* [MATERIAL TO PROCESS]

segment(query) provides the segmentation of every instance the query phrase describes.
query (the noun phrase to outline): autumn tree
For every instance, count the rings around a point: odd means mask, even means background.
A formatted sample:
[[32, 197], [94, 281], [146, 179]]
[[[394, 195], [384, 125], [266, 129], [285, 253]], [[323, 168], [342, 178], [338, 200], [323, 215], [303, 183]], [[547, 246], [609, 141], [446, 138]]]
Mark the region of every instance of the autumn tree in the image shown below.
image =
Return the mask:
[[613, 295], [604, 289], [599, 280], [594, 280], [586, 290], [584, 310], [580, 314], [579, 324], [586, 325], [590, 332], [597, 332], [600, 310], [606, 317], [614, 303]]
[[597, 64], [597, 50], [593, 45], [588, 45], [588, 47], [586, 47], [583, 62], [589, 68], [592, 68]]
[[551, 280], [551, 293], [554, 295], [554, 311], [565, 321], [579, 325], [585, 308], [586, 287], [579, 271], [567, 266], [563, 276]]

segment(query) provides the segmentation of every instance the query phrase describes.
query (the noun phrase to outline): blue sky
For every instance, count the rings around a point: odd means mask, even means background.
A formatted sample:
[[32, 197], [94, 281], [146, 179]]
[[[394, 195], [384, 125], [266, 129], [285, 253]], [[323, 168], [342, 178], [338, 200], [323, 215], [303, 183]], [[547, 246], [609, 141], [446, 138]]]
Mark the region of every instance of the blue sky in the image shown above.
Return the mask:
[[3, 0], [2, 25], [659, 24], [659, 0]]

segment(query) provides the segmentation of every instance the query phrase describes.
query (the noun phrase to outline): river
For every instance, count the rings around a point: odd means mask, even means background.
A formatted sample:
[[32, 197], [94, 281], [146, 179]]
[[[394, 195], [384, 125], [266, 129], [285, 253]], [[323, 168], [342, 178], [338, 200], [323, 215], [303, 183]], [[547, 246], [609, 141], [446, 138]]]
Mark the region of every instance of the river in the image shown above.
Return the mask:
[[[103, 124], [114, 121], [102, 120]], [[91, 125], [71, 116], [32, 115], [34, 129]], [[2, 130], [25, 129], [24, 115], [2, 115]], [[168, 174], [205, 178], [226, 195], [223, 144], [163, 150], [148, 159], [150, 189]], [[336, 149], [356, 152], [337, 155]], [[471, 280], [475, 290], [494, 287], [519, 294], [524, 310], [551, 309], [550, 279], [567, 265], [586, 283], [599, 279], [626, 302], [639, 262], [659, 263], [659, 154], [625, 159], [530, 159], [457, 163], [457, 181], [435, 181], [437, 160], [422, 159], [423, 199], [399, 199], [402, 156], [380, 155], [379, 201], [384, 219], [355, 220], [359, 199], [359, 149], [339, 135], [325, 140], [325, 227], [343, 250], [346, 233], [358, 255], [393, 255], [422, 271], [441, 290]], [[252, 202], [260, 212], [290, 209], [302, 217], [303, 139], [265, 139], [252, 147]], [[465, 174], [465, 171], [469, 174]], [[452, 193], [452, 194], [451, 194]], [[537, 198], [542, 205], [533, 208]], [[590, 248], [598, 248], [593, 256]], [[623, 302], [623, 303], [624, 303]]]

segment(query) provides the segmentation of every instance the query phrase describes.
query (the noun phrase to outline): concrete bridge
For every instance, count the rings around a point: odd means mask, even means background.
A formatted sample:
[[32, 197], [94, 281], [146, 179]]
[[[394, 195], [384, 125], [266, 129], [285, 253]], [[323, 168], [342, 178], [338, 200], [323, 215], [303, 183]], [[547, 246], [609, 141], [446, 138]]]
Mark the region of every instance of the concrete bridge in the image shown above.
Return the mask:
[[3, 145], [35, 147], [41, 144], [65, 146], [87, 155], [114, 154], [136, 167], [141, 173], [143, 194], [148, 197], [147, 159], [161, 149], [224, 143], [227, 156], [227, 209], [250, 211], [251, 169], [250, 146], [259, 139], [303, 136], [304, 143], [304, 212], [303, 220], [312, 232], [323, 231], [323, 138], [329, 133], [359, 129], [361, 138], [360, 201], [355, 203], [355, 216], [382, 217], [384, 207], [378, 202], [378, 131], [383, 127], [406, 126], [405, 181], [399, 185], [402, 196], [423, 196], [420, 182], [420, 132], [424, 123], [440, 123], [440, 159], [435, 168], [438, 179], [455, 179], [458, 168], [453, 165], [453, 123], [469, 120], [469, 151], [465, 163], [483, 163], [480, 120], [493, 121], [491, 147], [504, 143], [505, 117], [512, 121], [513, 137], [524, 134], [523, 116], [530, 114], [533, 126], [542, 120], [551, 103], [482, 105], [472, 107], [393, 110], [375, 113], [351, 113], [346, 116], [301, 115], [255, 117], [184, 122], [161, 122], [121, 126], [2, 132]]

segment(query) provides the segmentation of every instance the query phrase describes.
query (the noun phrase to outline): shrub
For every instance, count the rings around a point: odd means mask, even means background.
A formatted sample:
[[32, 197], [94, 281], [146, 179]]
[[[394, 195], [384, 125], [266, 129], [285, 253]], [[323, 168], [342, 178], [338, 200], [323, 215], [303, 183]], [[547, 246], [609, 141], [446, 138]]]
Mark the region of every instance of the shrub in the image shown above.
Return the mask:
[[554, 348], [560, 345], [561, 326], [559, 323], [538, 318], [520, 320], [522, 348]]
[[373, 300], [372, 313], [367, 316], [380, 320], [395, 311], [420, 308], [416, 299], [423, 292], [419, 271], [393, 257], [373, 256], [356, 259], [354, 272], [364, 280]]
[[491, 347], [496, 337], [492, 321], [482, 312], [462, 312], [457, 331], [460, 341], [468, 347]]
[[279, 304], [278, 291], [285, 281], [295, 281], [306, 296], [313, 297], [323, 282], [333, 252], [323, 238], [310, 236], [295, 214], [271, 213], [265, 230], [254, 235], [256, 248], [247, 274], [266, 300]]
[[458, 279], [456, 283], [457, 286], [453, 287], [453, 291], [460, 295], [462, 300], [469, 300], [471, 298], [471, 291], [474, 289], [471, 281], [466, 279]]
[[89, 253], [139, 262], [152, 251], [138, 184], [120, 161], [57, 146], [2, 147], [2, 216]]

* [OBJECTIVE]
Select every line of the rows above that contains the word "shrub" and copy each one out.

* [COMPLETE OUTPUT]
query (the noun phrase to outline): shrub
Mark the region of every instance of the shrub in the image shown above.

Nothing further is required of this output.